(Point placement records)
--------------------------------

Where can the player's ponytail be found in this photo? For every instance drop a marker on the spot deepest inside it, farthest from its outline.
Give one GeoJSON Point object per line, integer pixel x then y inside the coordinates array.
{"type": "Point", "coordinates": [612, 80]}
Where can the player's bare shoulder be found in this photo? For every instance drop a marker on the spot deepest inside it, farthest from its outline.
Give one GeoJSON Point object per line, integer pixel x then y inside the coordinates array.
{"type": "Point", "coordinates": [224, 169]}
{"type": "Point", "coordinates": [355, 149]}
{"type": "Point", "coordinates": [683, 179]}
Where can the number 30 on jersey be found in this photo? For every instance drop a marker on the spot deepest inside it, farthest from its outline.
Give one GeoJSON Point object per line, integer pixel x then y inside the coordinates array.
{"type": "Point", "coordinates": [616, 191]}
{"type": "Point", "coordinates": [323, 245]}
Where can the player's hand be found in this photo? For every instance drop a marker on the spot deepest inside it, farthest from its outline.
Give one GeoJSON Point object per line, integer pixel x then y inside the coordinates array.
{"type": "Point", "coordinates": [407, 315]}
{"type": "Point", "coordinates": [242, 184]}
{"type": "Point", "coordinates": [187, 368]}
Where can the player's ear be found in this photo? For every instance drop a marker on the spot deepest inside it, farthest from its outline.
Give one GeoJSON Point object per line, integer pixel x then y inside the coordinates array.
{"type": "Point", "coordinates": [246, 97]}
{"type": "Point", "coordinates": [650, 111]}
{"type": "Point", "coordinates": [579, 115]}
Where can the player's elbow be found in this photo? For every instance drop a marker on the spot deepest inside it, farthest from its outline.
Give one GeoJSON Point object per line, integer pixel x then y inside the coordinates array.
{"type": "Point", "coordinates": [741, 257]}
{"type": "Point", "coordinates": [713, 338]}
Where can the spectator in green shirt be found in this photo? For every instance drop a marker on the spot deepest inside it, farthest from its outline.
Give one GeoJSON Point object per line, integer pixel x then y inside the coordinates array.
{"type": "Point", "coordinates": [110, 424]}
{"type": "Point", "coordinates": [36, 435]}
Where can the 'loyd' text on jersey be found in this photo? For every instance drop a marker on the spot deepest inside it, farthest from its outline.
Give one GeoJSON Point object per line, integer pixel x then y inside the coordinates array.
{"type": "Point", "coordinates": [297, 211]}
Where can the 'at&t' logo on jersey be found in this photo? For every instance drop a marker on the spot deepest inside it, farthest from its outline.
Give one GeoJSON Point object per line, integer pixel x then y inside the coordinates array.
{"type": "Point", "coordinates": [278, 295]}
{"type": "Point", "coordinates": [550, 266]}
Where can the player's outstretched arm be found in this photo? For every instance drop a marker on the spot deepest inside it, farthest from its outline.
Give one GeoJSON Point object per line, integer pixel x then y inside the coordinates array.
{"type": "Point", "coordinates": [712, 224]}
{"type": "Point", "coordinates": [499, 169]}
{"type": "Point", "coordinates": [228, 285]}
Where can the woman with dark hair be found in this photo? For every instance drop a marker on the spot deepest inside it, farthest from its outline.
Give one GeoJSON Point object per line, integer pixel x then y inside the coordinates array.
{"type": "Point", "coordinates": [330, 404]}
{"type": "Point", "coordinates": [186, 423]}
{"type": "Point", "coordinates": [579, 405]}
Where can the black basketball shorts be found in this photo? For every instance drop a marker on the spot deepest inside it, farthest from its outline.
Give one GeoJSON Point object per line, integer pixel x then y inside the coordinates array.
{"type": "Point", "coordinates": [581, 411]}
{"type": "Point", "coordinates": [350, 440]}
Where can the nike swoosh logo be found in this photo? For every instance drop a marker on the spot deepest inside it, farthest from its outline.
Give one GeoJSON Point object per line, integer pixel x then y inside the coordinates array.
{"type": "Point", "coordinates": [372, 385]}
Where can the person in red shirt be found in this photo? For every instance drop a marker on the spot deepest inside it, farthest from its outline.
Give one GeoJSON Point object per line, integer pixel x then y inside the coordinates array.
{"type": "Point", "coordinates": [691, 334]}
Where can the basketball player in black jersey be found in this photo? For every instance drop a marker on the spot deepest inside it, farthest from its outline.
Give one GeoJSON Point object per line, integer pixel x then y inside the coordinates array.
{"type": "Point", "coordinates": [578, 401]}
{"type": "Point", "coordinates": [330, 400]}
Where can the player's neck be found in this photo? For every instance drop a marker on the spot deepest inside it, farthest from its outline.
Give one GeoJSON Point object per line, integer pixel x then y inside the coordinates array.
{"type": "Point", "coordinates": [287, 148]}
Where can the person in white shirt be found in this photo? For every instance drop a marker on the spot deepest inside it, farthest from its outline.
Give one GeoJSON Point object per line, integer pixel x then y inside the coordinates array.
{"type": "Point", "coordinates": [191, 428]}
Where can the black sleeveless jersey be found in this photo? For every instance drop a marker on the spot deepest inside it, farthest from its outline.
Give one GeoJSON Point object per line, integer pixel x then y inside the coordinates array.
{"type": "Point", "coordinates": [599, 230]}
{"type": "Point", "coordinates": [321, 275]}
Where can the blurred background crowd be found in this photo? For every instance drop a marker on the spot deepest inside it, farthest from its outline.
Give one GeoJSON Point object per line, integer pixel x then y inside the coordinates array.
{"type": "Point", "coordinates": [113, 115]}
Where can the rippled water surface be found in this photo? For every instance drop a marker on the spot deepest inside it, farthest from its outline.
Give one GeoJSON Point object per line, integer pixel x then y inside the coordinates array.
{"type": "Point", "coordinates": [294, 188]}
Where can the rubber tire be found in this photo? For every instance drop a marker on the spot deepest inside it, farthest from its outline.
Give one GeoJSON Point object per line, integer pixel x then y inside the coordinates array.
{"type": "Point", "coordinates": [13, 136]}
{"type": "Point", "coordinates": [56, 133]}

--------------------------------

## Given exercise
Every line above should be written out again exactly as it stands.

## Written reply
Where can the player's ponytail be found in this photo? For every instance drop a marker on the spot deepest inside it, farthest from its outline.
Give one GeoJSON Point object per line, integer pixel x then y inside the coordinates array.
{"type": "Point", "coordinates": [612, 80]}
Where can the player's bare shoulder be found in this photo? For every instance drop a marker on the spot deepest inside it, farthest from its outline.
Give one GeoJSON Point object per line, integer pixel x then y inside the coordinates array.
{"type": "Point", "coordinates": [224, 169]}
{"type": "Point", "coordinates": [355, 149]}
{"type": "Point", "coordinates": [683, 179]}
Where can the number 30 on jersey be found in this photo? For every instance drop a marker on the spot deepest inside it, farthest from its outline.
Give one GeoJSON Point object per line, integer pixel x then y inside the coordinates array.
{"type": "Point", "coordinates": [616, 191]}
{"type": "Point", "coordinates": [323, 245]}
Where can the player's hand be found in this photo? For every instance drop a marker on the spot deepest inside it, farthest from its outline.
Give one GeoJSON Point object per line, integer pixel x then y inside the coordinates array.
{"type": "Point", "coordinates": [407, 315]}
{"type": "Point", "coordinates": [242, 184]}
{"type": "Point", "coordinates": [187, 368]}
Where can the player's ear be found in this photo? For every instance drop a marker on the spot deepest inside it, farthest from its outline.
Give one GeoJSON Point object per line, integer pixel x then y inside the coordinates array.
{"type": "Point", "coordinates": [246, 97]}
{"type": "Point", "coordinates": [650, 111]}
{"type": "Point", "coordinates": [579, 115]}
Where can the player's elbow be found in this photo? For every instance drop a marker on the spot deepest inside it, farthest from its outline.
Give one GeoJSON Point object per line, integer pixel x then y inside the coordinates array.
{"type": "Point", "coordinates": [741, 257]}
{"type": "Point", "coordinates": [713, 338]}
Where can the spectator in green shirt be found in this photo? For every instance drop a marker on the spot deepest inside it, farthest from its outline.
Give one GeoJSON Point object per line, integer pixel x then y inside the coordinates array.
{"type": "Point", "coordinates": [110, 424]}
{"type": "Point", "coordinates": [36, 435]}
Where can the 'loyd' text on jersey be found in this photo? For every instance drop a marker on the spot deepest inside it, farthest from its outline.
Give one GeoJSON Point object per line, integer pixel x then y inside the coordinates array.
{"type": "Point", "coordinates": [297, 211]}
Where can the 'at&t' logo on jersey be found in this photo? For every instance drop a marker on the spot deepest inside it, farthest from its outline.
Give one GeoJSON Point object per line, integer pixel x then y inside the coordinates array.
{"type": "Point", "coordinates": [278, 295]}
{"type": "Point", "coordinates": [550, 266]}
Where can the player's outstretched arm be found in this photo? For every instance drop a marker on the spot deepest inside it, farthest from its outline.
Give one GeoJSON Point object per line, integer pixel x then y inside the coordinates array.
{"type": "Point", "coordinates": [712, 224]}
{"type": "Point", "coordinates": [499, 169]}
{"type": "Point", "coordinates": [228, 285]}
Where can the woman with dark hair be found in this photo? For every instance drop a marker on the spot deepest inside it, farthest from its outline.
Give one GeoJSON Point object per line, integer pixel x then y inside the coordinates array.
{"type": "Point", "coordinates": [330, 404]}
{"type": "Point", "coordinates": [186, 423]}
{"type": "Point", "coordinates": [579, 405]}
Where can the black basketball shorts be found in this photo? For every instance drop a marker on the spot deepest inside it, farthest from its outline.
Give one GeoJSON Point object per line, integer pixel x then y inside the coordinates array.
{"type": "Point", "coordinates": [581, 411]}
{"type": "Point", "coordinates": [350, 440]}
Where can the nike swoosh logo be found in this photo? For every instance drop a marker on the spot deepest inside it, farthest from its outline.
Give one GeoJSON Point object per line, integer pixel x then y inside the coordinates array.
{"type": "Point", "coordinates": [372, 385]}
Where can the person in red shirt be found in this photo? For every instance drop a marker on the spot deepest inside it, farthest from its outline.
Give one GeoJSON Point object per line, integer pixel x then y inside the coordinates array.
{"type": "Point", "coordinates": [691, 334]}
Where can the basketball player in black jersey be found in this photo? For every instance drop a marker on the spot deepest inside it, farthest from its outline.
Give one GeoJSON Point object per line, integer pixel x then y inside the coordinates array.
{"type": "Point", "coordinates": [578, 401]}
{"type": "Point", "coordinates": [330, 400]}
Where can the player's neck be found in this photo? For every instance drop a marker on the spot deepest inside it, farthest from its outline.
Give one GeoJSON Point object per line, integer pixel x then y inside the coordinates array.
{"type": "Point", "coordinates": [287, 148]}
Where can the person in white shirt be found in this photo? For every instance drop a marker on the spot deepest inside it, farthest from its outline.
Give one GeoJSON Point object per line, integer pixel x then y inside the coordinates array.
{"type": "Point", "coordinates": [191, 428]}
Where can the black sleeveless jersey be found in this photo? For every instance drop a marker on the spot deepest inside it, farthest from its outline.
Give one GeoJSON Point object per line, integer pixel x then y inside the coordinates array.
{"type": "Point", "coordinates": [599, 230]}
{"type": "Point", "coordinates": [321, 275]}
Where can the blurred background crowd be found in this photo? For every instance drop a marker on the spot deepest inside it, farthest from its outline.
Give one GeoJSON Point object per line, integer pixel x then y inside the coordinates array.
{"type": "Point", "coordinates": [113, 115]}
Where can the rippled water surface be found in this photo? For every instance drop a marker on the spot deepest inside it, farthest from its outline.
Give one GeoJSON Point object per line, integer pixel x then y inside the coordinates array.
{"type": "Point", "coordinates": [294, 188]}
Where can the rubber tire be found in this photo? For every instance drop a marker on the spot deepest inside it, farthest from its outline.
Give one GeoJSON Point object per line, integer pixel x then y inside the coordinates array.
{"type": "Point", "coordinates": [13, 136]}
{"type": "Point", "coordinates": [56, 133]}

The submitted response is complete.